▼
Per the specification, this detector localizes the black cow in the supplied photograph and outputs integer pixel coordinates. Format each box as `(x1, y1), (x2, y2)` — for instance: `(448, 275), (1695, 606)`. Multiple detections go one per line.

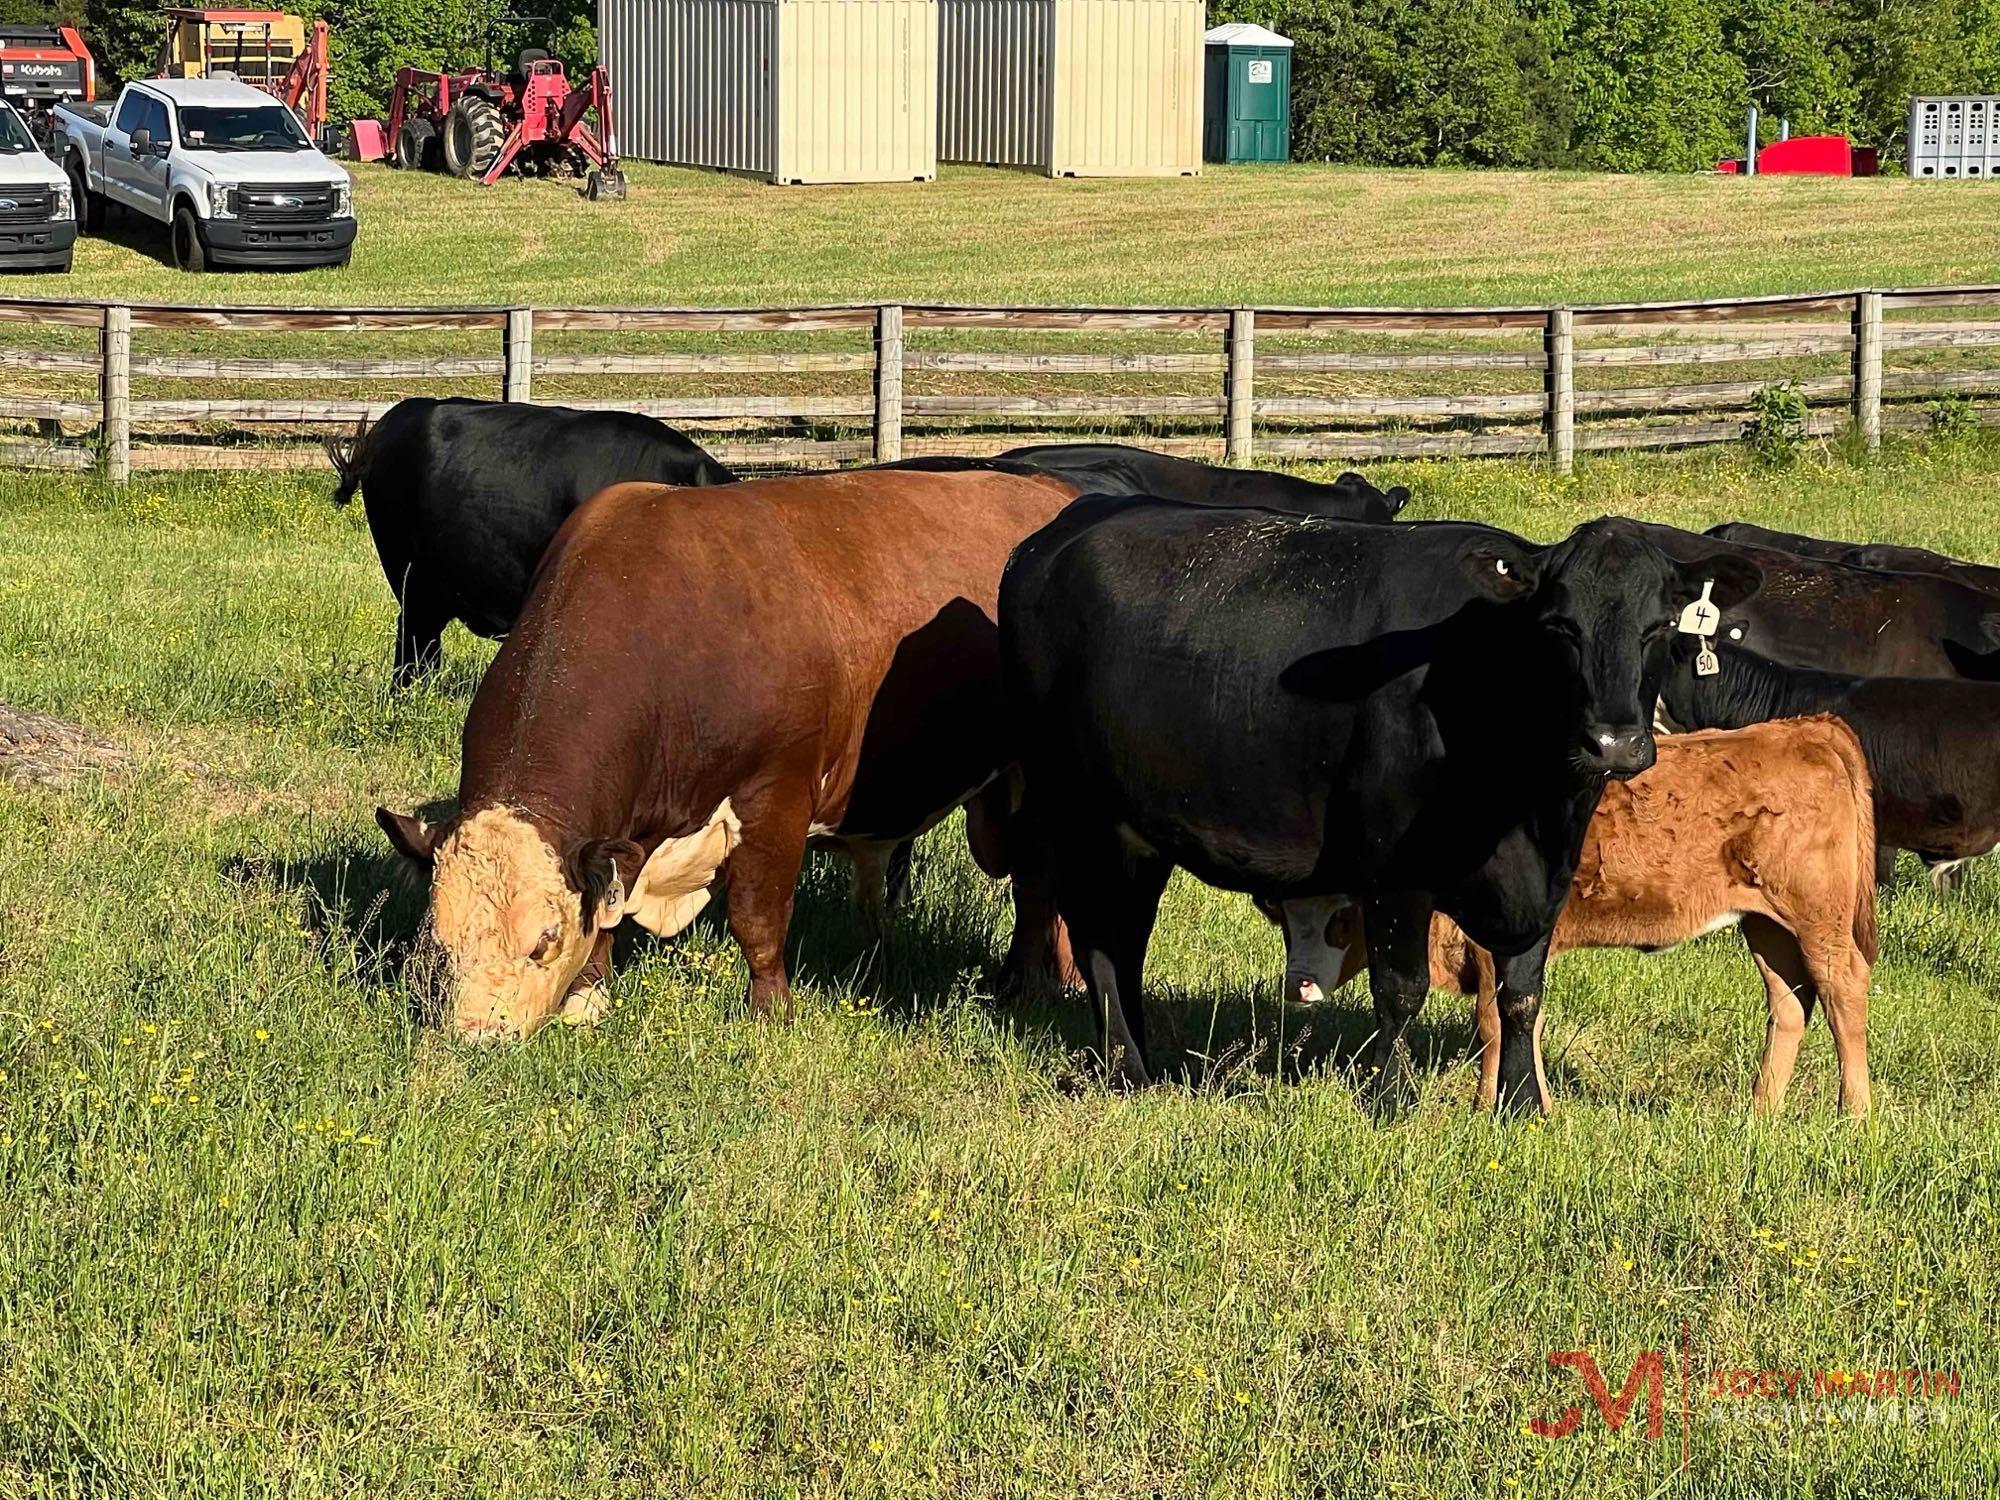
(1708, 521), (2000, 598)
(995, 443), (1411, 521)
(1000, 507), (1760, 1113)
(1637, 522), (2000, 681)
(327, 398), (737, 686)
(1660, 639), (2000, 886)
▲
_TASK STATEMENT_: Strip out the pictures and quote the remaining data word for word.

_ANSWER BELOW_:
Per the specification, this detector localizes the black cow in the supplied photograph and outputs integer pixel coordinates. Format each box as `(x1, y1), (x2, y2)` — for instance: `(448, 275), (1695, 606)`. Multiple detections go one per line.

(1708, 521), (2000, 598)
(995, 443), (1411, 521)
(1000, 507), (1760, 1113)
(1637, 522), (2000, 681)
(327, 398), (737, 686)
(1660, 639), (2000, 886)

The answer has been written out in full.